## INSTRUCTIONS TO FOLLOW
Skip the images and restate every line of the records exactly.

··· RECORDS FOR THIS TASK

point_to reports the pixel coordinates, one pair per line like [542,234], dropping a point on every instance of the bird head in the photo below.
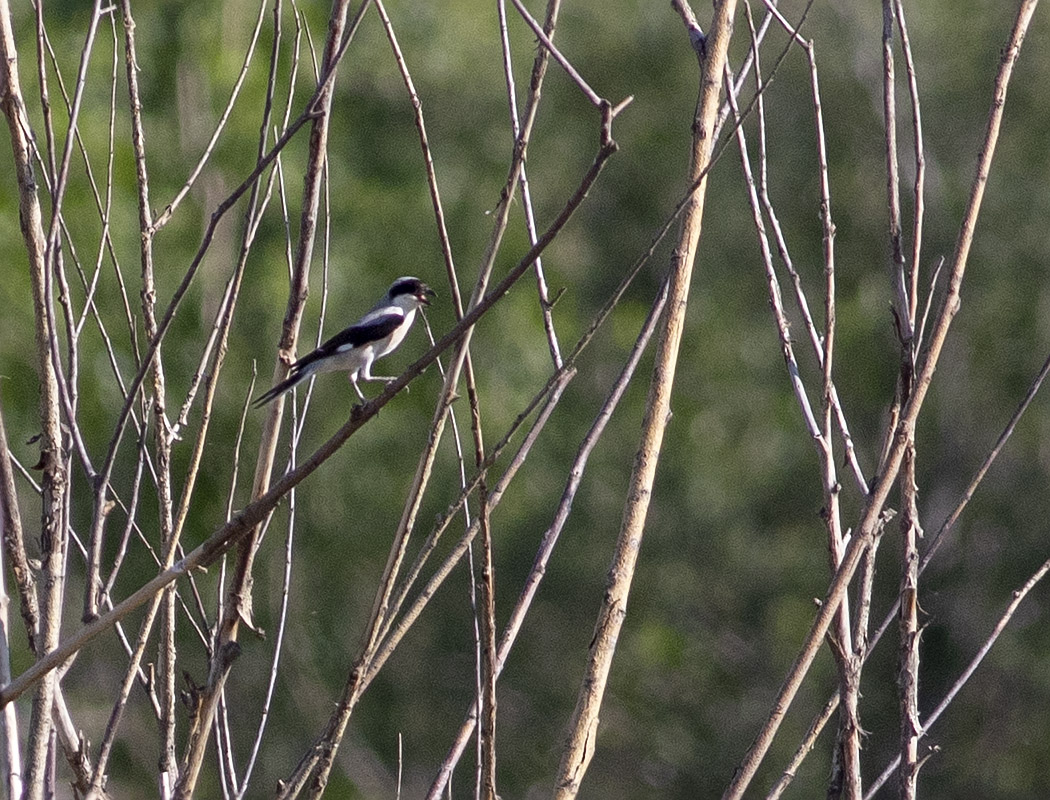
[405,288]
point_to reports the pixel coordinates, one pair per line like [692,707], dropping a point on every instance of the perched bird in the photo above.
[373,336]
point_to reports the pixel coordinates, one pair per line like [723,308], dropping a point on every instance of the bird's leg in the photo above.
[366,375]
[353,380]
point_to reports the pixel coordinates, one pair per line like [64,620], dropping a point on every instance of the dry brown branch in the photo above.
[872,518]
[583,729]
[923,729]
[55,480]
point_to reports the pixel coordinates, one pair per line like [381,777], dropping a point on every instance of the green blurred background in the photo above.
[735,551]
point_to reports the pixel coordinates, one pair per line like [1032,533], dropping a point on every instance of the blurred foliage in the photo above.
[735,551]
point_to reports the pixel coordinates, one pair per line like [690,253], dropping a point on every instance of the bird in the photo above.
[354,349]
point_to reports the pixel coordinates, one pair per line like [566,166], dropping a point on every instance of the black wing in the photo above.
[369,330]
[362,333]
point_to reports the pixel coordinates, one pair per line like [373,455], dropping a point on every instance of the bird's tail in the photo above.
[280,388]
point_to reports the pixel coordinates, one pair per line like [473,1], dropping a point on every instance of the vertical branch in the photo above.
[583,729]
[905,315]
[54,482]
[162,439]
[846,779]
[238,606]
[873,517]
[11,528]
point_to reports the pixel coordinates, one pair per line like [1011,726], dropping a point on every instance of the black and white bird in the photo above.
[354,349]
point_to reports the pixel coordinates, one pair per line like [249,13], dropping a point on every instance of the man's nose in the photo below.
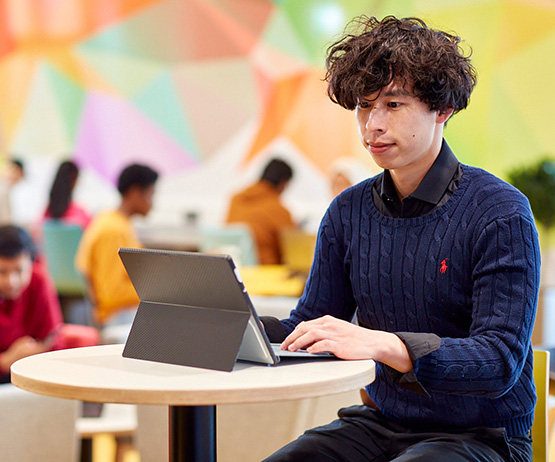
[376,120]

······

## SOLUTION
point_to reports the pixel coordinates, one pair per line like [542,234], dropping a point on every instance of the bird head in the photo below.
[405,288]
point_to reports the pixel coordinates, one pair per line like [692,707], dropping a point on every instance of the perched bird in the photo above.
[373,336]
point_to reports the pixel coordinates, one pair per line like [723,308], dropping a point on every instance of the bird's leg in the photo above.
[366,375]
[353,380]
point_to reports the pixel coordinates, one pair per line like [64,620], dropping a point on every instance of the dry brown branch in the photo above.
[872,518]
[583,729]
[923,729]
[55,480]
point_to reports the pixel coordinates, one pair per line like [381,777], dropping a point on every instance of the green blurred background in the photo above.
[735,551]
point_to reports the pixel coordinates, one pair per line like [1032,533], dropping a point on every instance of the blurred foliage in the photo above.
[735,551]
point_to reports the pixel coordinates, one pair per line like [690,253], dropping a point on every instance of the bird in the photo above.
[354,349]
point_to reports the pixel coordinates, one pair per line like [566,166], dropping a point on every instance of the black wing in the photo above.
[369,330]
[362,333]
point_to reports the pixel coordinates, one pair per line like [373,455], dropping a point on every instance of the bird's tail in the photo above.
[280,388]
point_to reports the pixel coordinates, one pair per line like [473,1], dropping a point on every instance of the vertical branch in the photo above.
[583,729]
[905,315]
[54,482]
[162,439]
[846,779]
[238,606]
[873,517]
[11,528]
point_to reports the pixel coordinates, one pair per line like [1011,726], dropping a point on every instance of the black and white bird in the photo above.
[354,349]
point_to reports the pixel coordinates, one pair per line like [249,13], dropping a point on every instance of the man's nose in the photo below.
[376,120]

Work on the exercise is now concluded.